→ **Task objective**:
Reproduce word for word the lines of the material that start with the one containing "Could you please spot the rocky outcrop" and go on through the last line.

→ **Material**:
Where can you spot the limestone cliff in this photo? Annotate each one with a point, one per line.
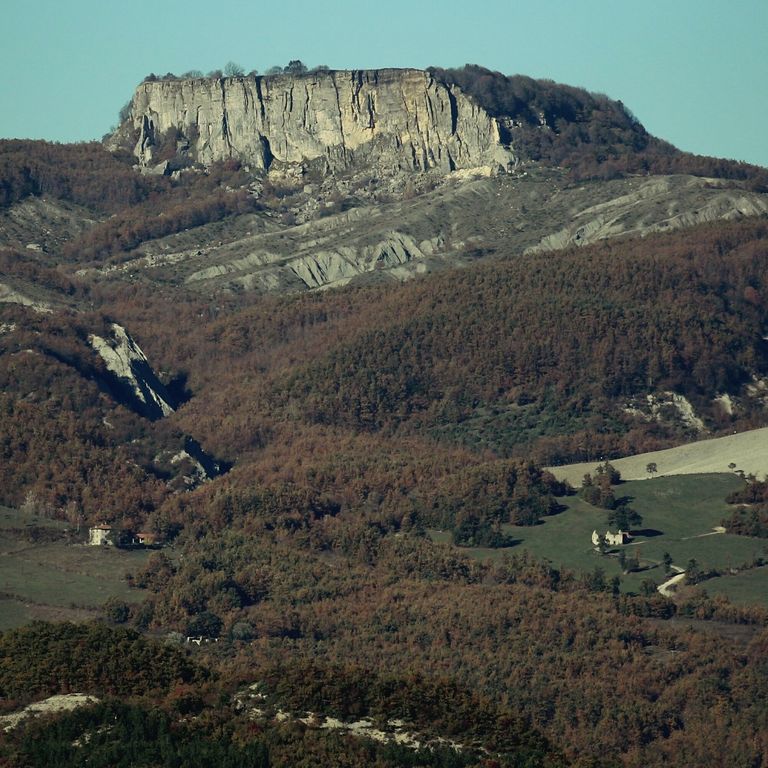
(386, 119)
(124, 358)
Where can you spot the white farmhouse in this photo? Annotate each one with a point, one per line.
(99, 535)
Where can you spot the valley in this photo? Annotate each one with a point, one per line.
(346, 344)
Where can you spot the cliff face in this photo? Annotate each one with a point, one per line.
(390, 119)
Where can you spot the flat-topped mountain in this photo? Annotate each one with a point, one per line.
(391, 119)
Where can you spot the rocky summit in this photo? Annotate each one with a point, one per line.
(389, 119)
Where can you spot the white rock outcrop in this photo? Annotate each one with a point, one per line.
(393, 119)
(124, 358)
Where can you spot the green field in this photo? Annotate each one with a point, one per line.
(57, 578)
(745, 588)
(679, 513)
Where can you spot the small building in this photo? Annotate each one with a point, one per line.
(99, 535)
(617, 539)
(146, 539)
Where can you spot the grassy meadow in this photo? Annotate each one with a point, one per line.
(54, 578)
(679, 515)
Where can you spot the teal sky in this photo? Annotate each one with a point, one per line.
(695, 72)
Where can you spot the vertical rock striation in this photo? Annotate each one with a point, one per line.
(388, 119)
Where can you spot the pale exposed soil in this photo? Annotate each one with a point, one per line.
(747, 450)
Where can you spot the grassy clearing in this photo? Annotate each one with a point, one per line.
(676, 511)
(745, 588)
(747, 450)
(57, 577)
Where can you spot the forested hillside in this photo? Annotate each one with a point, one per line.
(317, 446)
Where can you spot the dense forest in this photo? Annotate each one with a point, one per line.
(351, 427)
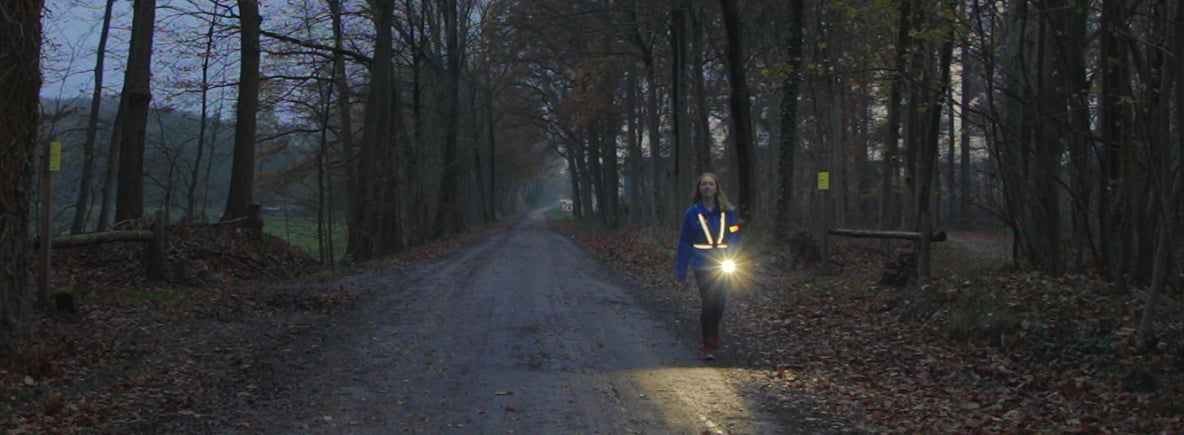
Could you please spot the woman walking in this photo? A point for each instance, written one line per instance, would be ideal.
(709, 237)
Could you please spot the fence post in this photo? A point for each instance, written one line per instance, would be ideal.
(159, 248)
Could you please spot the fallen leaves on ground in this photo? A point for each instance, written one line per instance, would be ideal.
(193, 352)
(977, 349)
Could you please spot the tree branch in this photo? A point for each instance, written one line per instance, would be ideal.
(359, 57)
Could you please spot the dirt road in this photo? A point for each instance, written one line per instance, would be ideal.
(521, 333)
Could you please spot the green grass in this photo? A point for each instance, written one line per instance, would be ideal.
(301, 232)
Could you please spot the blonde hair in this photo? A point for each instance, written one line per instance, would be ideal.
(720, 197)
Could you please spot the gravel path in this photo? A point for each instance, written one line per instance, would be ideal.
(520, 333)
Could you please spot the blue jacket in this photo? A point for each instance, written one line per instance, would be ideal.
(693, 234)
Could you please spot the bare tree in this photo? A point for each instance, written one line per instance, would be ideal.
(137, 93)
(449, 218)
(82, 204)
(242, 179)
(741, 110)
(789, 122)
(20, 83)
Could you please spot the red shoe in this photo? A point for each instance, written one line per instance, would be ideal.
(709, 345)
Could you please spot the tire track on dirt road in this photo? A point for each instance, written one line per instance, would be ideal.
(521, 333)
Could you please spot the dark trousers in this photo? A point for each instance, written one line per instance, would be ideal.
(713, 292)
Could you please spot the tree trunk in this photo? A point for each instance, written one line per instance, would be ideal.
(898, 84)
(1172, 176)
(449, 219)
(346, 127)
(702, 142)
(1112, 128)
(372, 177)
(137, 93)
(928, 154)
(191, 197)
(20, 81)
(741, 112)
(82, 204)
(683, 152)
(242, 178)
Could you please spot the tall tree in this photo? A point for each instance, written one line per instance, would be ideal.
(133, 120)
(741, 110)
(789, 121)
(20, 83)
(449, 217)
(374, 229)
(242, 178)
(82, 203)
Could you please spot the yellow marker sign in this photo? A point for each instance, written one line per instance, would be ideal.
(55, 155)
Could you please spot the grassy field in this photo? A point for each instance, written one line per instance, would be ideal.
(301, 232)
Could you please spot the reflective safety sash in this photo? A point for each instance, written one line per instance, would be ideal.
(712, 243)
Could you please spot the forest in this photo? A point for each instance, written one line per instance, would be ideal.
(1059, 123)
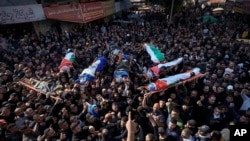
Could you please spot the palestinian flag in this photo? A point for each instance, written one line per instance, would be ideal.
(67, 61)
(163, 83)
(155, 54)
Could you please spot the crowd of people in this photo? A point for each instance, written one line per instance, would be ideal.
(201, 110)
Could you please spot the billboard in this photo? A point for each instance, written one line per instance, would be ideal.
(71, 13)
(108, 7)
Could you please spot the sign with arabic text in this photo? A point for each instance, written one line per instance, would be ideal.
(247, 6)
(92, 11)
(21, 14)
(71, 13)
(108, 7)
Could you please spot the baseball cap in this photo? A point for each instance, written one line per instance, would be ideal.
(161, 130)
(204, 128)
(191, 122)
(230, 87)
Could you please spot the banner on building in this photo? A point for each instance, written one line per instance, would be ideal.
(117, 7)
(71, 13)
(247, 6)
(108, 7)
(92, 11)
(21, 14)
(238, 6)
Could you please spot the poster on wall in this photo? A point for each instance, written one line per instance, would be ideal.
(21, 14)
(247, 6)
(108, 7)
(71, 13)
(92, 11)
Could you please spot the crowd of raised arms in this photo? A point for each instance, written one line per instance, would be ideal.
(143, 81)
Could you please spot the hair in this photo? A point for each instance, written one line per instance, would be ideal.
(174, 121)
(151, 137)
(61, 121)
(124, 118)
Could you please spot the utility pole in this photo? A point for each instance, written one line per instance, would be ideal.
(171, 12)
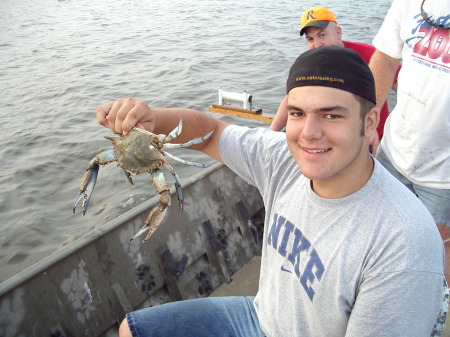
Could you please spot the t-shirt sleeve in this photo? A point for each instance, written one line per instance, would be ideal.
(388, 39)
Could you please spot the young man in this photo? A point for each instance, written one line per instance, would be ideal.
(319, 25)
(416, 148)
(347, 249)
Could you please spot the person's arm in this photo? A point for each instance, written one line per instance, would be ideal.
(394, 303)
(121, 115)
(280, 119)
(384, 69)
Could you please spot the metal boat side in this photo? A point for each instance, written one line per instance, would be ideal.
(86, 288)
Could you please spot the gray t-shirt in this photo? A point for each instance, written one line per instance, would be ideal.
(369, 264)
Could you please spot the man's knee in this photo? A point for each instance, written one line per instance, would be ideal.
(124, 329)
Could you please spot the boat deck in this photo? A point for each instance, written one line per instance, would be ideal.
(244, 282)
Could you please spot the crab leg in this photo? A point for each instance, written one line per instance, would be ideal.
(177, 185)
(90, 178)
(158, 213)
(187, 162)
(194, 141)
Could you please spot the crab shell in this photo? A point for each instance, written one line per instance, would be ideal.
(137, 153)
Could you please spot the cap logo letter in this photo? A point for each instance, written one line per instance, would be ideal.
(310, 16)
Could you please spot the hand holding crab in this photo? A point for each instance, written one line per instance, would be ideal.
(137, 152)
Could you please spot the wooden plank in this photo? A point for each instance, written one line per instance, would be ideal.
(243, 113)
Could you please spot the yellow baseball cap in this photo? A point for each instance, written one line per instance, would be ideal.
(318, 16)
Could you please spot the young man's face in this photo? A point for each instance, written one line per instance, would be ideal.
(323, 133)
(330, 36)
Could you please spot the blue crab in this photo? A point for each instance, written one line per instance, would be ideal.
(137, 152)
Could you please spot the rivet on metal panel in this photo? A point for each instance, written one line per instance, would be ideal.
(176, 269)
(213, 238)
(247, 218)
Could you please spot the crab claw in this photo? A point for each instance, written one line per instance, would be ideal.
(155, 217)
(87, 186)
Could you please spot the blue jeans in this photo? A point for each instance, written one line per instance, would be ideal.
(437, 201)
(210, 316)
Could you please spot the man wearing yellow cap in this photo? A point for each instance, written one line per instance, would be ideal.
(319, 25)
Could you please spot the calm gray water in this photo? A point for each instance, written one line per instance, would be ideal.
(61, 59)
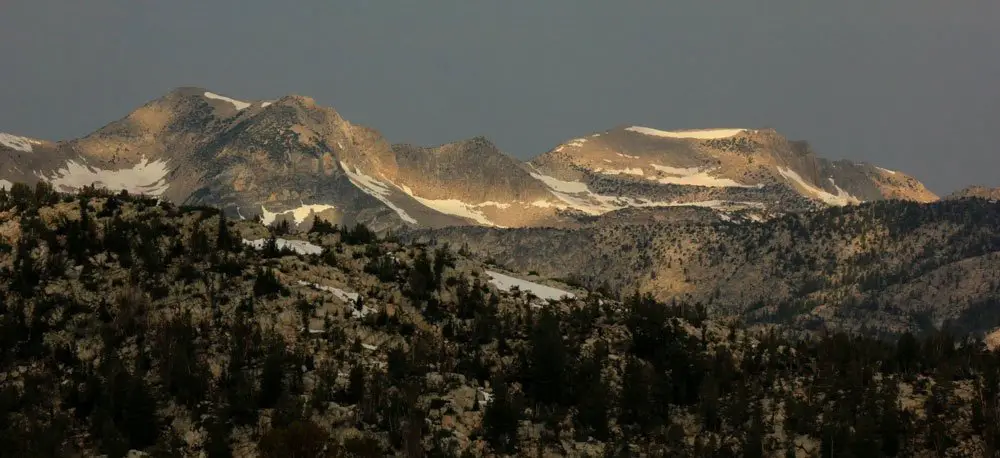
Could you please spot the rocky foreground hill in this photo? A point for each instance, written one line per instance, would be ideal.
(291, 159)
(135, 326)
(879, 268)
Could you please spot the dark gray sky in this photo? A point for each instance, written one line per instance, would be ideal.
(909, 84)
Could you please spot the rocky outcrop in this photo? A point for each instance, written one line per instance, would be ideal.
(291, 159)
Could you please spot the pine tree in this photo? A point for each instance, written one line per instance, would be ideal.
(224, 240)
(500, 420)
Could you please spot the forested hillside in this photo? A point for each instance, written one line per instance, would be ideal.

→ **Solution to the problem**:
Could you please spot the rocky outcrop in this photo? A point for each instance, written one line per instance, would be ideal.
(291, 159)
Could you please spot the pine tree in this photo? A point for each instance, written one line per instance, would be ideal.
(224, 240)
(500, 420)
Could you please spot the forested hillside in this photo? A point for each instance, written one line per instance, would be ideal.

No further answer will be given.